• [LESETEXT]
Giftgasanschläge in Syrien und Irak: Ghuta, Idlib, Marea, Erbil, Taza, Bashir, Deir e-Zour, Duma, …

Cui bono: Dem syrischen Regime, der Al-Qaida, dem Daesh, den Rebellen – oder Dritten?

Ein Fanal für Terroristen dürfte der Sarin-Angriff auf Ghuta bei Damaskus am 21. August 2013 gewesen sein, der angeblich durch Anhänger des syrischen Machthabers Baschar al-Assad verübt wurde und bei dem bis zu 1.300 Menschen, zumeist Zivilisten, qualvoll erstickten. Syrien bestritt, dafür verantwortlich zu sein. Es hatte schon zuvor die Aufnahme in die Chemiewaffenkonvention beantragt, wegen eines anderen Chemiewaffenanschlages UN-Chemiewaffenkontrolleure eingeladen, die ausgerechnet zur Zeit des Ghuta-Anschlages im Land ihre Inspektionen durchführten. Darüber hinaus bestätigte das Chemiewaffenlabor des britischen Militärs im englischen Porton Down, dass die Sarin-Proben nicht aus den syrischen Beständen stammten. 2014 wiesen zwei renommierte US-Wissenschaftler[1] nach, dass die in Ghuta eingeschlagenen Giftgasgeschosse nur aus dem Rebellengebiet abgefeuert worden sein konnten: Ihre Reichweite habe bei maximal 2,5 Kilometern gelegen. Letztlich hat Syrien angeblich auch seine gesamten Giftgasbestände unter internationaler Kontrolle vernichtet – soll aber zuvor auch mehrere Hundert Tonnen versteckt oder an die Hisbollah geliefert haben[2].

• [WAS ZU TUN IST]
1) Welche maximale Reichweite hatten die in Ghuta eingeschlagenen Giftgasgeschosse laut dem Lesetext?
2) Führe den Lesetext über die Giftgasanschläge in Syrien und Irak nach seinem letzten Satz weiter.
Die anschließende Auflistung ist eigenständiges Material und gehört nicht zum Lesetext.

• [INHALT DES DATENSATZES]
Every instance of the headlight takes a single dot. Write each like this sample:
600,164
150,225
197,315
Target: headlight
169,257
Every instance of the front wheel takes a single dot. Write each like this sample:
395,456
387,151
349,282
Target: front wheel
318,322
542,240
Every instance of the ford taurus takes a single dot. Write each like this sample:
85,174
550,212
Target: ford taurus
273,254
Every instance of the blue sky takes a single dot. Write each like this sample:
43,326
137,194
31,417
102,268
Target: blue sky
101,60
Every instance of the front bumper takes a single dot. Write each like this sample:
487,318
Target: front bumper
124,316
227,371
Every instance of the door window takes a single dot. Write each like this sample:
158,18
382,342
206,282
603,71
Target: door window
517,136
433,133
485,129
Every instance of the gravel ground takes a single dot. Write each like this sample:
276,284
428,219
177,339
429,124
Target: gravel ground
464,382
...
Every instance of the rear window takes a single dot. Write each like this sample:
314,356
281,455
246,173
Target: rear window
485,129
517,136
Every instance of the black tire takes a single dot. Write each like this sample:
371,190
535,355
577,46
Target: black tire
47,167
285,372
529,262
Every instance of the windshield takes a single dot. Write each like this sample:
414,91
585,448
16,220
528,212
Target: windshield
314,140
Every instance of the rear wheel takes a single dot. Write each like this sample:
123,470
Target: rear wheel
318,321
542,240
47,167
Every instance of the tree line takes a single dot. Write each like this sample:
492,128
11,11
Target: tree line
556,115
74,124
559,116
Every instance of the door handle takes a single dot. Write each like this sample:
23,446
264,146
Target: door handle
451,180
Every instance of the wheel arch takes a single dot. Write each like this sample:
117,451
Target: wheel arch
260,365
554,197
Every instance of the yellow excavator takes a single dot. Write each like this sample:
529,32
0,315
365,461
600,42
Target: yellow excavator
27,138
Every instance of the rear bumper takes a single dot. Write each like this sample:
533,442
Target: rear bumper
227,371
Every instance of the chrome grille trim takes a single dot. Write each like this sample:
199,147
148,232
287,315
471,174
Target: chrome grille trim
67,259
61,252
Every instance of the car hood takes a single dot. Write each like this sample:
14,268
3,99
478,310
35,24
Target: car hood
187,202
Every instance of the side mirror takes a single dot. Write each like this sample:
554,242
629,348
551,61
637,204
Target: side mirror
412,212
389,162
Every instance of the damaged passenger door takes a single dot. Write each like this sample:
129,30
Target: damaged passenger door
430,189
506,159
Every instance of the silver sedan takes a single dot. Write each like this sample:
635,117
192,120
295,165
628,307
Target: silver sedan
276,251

• [ANTWORTLISTE]
1) Ihre Reichweite lag bei maximal 2,5 Kilometern.

2)
Zeitgleich entstanden mehr und mehr, vor allem qualitativ bessere Anleitungen im Internet (z.B. leicht verständliche, einfach nachvollziehbare Videos) für die Herstellung von Chemiewaffen: Chlorgas, Senfgas und selbst für das wesentlich[3] schwerer herzusttellende Sarin. Derartige Chemiewaffen wurden in der Zeit von 2014 bis 2016 tatsächlich auch von Terroristen produziert und nachweislich gegen irakische Polizisten, syrisches, irakisches und kurdisches Militär (und Zivilisten!) eingesetzt. Die chemischen Anschläge forderten Tausende Opfer und produzierten darüber hinaus noch wirksame Bilder für die PR-Aktionen des Daesh. Selbst nachdem man im März 2016 den Chefingenieur des Daesh-Chemiewaffen-Programms, Suleiman Daoud al-Afari, festnehmen konnte und die USA massiv mehrere Produktionsstätten für Chemiewaffen des Daesh bombardierte, riss die Serie dieser Anschläge nicht ab.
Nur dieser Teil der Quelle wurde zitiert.